» **GIVEN TASK 1**
Which lines in the rows contain the word "sweater"? Find each one and copy it, treating case as significant.

» **SELECTED TEXT**

On opening a word, word sense, semantic concept, or any other type of element, for viewing, the earlier discussed navigation components are minimized and, instead, an information pane takes centre stage (cf. R2). The pane contains a number of tabs, each offering a distinctive viewpoint on the element in question. The “info” tab presents basic information on the element viewed: its internationalized resource identifier (IRI), name, type (e.g., concept, word sense, etc.), and other properties available (see Figure 5). For lexical items (i.e., word and word senses) and semantic concepts, the information pane contains a number of additional tabs that incorporate important viewpoints on these Linguistic Linked Data elements specifically.

Figure 5
Figure 5

Information tab of the concept “Freedom, being free” from A Thesaurus of Old English

Citation: Amsterdamer Beiträge zur älteren Germanistik 81, 3-4 (2021) ; 10.1163/18756719-12340235

4.2.1 Viewing Semantic Concepts

An information pane on semantic concepts contains four additional tabs: “list”, “statistics”, “wordcloud”, and “associations”. The first of these records the word senses that denote (or lexicalize) the concept that is being viewed. The concept “12.01.01.10 Freedom, being free” in A Thesaurus of Old English, for instance, is denoted by senses attributed to the Old English words frēols and frēot (see Figure 6). Each word sense listed indicates the part of speech, language (i.e., Old English in A Thesaurus of Old English) and any labels that are applicable either to this particular sense or, more generically, the dictionary entry of the word (e.g., “poetry”). Any of these elements can be clicked for viewing instead of the semantic concept currently shown, utilizing the underlying Linked Data mechanisms.

Figure 6
Figure 6
List tab of the concept “Freedom, being free” from A Thesaurus of Old English

Citation: Amsterdamer Beiträge zur älteren Germanistik 81, 3-4 (2021) ; 10.1163/18756719-12340235

The “statistics” tab provides functionality for analyses and will be covered in section 4.4. The “wordcloud” and “association” tabs present graphical overviews. The former depicts, in a more playful manner, the same words listed on the “list” tab (see Figure 7). The latter conveys semantic concepts that are evoked by further senses of the words found in this semantic domain, indicating possible connotations captured through polysemy (see Figure 8).

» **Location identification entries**
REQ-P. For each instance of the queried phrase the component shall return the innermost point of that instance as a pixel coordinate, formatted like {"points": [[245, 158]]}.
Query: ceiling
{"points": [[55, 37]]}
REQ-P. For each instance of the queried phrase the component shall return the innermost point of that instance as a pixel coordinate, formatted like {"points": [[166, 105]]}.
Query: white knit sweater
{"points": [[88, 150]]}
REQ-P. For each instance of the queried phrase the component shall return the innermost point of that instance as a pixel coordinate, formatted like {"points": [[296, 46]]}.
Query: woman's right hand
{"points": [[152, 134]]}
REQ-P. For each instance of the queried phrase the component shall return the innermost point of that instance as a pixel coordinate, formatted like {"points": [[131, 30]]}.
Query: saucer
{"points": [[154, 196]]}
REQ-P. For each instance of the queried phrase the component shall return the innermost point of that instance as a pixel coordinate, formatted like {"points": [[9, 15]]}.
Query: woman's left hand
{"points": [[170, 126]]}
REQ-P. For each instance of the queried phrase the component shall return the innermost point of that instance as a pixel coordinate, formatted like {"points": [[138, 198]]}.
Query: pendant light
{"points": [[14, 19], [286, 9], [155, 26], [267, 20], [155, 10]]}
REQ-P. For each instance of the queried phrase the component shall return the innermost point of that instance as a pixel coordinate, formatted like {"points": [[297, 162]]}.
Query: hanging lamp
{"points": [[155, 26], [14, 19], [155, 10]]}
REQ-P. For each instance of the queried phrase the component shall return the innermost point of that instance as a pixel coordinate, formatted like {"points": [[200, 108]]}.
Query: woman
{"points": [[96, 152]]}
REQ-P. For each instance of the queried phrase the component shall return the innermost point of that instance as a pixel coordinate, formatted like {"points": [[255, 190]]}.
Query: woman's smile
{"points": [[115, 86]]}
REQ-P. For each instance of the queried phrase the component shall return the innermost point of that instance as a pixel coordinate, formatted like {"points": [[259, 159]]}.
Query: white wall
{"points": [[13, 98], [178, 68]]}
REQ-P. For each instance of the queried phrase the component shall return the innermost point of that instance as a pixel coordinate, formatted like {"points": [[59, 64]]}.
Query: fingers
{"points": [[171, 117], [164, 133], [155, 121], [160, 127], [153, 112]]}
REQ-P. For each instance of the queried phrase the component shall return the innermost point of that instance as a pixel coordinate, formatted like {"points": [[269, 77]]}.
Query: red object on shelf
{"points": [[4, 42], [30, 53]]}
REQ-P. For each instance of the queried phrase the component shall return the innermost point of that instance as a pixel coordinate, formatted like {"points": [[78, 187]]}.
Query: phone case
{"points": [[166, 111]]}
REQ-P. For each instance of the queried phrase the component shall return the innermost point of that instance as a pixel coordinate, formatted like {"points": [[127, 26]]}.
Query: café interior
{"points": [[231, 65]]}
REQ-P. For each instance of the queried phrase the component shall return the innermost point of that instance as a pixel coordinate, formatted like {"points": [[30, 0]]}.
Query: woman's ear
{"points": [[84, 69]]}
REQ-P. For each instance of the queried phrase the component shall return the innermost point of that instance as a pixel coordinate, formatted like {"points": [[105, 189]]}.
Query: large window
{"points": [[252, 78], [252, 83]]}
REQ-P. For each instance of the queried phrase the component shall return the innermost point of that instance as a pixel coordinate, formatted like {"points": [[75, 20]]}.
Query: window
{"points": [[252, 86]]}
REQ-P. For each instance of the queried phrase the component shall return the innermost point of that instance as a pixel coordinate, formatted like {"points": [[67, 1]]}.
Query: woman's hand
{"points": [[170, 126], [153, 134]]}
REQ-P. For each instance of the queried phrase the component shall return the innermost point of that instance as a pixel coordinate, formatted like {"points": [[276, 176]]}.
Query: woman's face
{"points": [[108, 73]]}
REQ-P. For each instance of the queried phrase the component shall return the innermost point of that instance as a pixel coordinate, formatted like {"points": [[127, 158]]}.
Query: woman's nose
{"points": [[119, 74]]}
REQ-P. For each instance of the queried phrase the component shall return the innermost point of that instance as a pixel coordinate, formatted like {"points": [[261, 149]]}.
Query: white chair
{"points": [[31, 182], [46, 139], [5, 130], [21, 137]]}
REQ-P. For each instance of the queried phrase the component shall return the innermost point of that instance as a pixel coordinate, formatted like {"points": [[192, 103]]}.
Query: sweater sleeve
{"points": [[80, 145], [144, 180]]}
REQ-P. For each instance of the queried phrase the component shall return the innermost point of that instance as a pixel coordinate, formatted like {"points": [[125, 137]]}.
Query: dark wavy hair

» **GIVEN TASK 2**
Can you reproduce the excerpt on browsing linguistic data, starting at "4.2.1 Viewing Semantic" and ending at "Linked Data mechanisms.", switching "information pane" to "info panel" wherever it occurs?

» **CORRECT RESULT 1**
Query: white knit sweater
Query: sweater sleeve

» **CORRECT RESULT 2**
4.2.1 Viewing Semantic Concepts

An info panel on semantic concepts contains four additional tabs: “list”, “statistics”, “wordcloud”, and “associations”. The first of these records the word senses that denote (or lexicalize) the concept that is being viewed. The concept “12.01.01.10 Freedom, being free” in A Thesaurus of Old English, for instance, is denoted by senses attributed to the Old English words frēols and frēot (see Figure 6). Each word sense listed indicates the part of speech, language (i.e., Old English in A Thesaurus of Old English) and any labels that are applicable either to this particular sense or, more generically, the dictionary entry of the word (e.g., “poetry”). Any of these elements can be clicked for viewing instead of the semantic concept currently shown, utilizing the underlying Linked Data mechanisms.